__Task to carry out__. Swap every "instance" in the entries below for "occurrence", and reproduce them with nothing else altered.
========
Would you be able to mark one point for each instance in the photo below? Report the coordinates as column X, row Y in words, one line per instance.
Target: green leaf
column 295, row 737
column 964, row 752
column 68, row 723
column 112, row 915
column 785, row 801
========
__The response__.
Would you be able to mark one point for each occurrence in the photo below? Report the coordinates as column X, row Y in words, one line per occurrence.
Target: green leaf
column 295, row 737
column 964, row 752
column 68, row 723
column 112, row 915
column 785, row 801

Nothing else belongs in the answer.